* _INSTRUCTIONS TO FOLLOW_
Beginning at the line that includes "Target: boy's short brown hair", print each remaining line of the data word for word. Output nothing else.

* _RAW DATA_
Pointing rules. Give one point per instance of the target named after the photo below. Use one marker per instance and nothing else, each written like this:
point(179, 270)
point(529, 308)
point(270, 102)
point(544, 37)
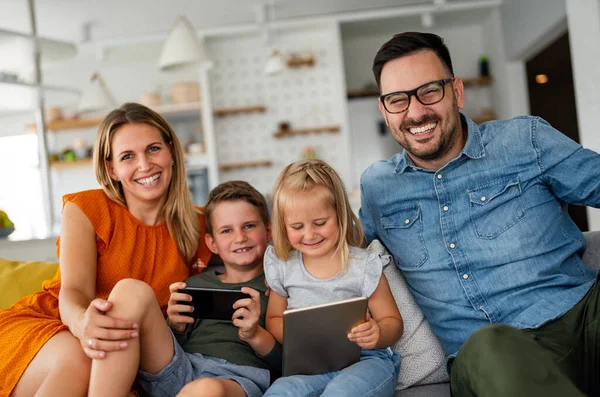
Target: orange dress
point(126, 249)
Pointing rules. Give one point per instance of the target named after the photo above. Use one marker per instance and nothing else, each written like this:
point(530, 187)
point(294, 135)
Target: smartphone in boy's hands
point(212, 303)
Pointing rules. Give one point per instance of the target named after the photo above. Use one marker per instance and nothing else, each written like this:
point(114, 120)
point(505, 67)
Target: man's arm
point(365, 215)
point(571, 171)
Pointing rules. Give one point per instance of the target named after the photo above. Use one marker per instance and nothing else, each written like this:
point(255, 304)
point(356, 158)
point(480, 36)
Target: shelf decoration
point(70, 163)
point(246, 164)
point(285, 130)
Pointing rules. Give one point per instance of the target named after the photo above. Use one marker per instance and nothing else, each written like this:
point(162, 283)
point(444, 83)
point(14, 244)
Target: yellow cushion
point(18, 279)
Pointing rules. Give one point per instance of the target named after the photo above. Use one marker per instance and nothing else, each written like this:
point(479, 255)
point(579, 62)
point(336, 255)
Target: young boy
point(211, 357)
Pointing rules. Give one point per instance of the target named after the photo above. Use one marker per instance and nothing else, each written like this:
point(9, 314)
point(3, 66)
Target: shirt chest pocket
point(403, 229)
point(496, 207)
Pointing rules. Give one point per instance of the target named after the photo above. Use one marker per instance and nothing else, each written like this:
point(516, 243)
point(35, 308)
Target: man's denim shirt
point(487, 238)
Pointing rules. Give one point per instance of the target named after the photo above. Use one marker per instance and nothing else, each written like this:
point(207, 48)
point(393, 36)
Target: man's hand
point(177, 321)
point(247, 314)
point(367, 334)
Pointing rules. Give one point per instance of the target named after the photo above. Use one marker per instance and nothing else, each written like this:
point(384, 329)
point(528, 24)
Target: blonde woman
point(142, 224)
point(317, 259)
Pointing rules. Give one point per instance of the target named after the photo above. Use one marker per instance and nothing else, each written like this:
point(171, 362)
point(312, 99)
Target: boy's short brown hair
point(231, 191)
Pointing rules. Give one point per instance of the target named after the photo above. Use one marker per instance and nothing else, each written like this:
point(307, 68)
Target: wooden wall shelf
point(183, 109)
point(477, 81)
point(239, 110)
point(366, 93)
point(305, 131)
point(245, 164)
point(72, 163)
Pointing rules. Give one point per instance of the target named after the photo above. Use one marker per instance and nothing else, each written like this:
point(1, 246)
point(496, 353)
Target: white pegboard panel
point(304, 97)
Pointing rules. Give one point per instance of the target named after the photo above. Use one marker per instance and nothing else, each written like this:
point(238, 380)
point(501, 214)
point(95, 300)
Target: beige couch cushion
point(18, 279)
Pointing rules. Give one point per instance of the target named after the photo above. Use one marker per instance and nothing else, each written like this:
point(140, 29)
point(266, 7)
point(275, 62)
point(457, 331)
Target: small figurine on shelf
point(6, 225)
point(484, 66)
point(308, 153)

* _ANSWER BOX_
Target: boy's short brown hair
point(231, 191)
Pointing rules. Give one point per instance of the target named after the photo above. Use one marker per instance and nothing else, each written like this:
point(307, 68)
Target: wooden wall shelf
point(183, 109)
point(477, 81)
point(239, 110)
point(366, 93)
point(305, 131)
point(245, 164)
point(72, 163)
Pointing rules. Give one point per instance of the target named after the photo above. Use one marker per instance and nothing else, each written like this:
point(1, 246)
point(496, 353)
Target: white pegboard panel
point(304, 97)
Pointing rules. Give one point per instance of the target named after the photo above. Use one marker per instance and nothing else, each written like this:
point(238, 380)
point(501, 214)
point(95, 300)
Target: beige couch cushion
point(18, 279)
Pointing rules. Give one point per instance of the target named after the photo above. Use one marker per instance and nothing else, each written like this:
point(140, 29)
point(266, 7)
point(275, 62)
point(457, 331)
Target: small figurine on shelf
point(6, 225)
point(484, 66)
point(308, 153)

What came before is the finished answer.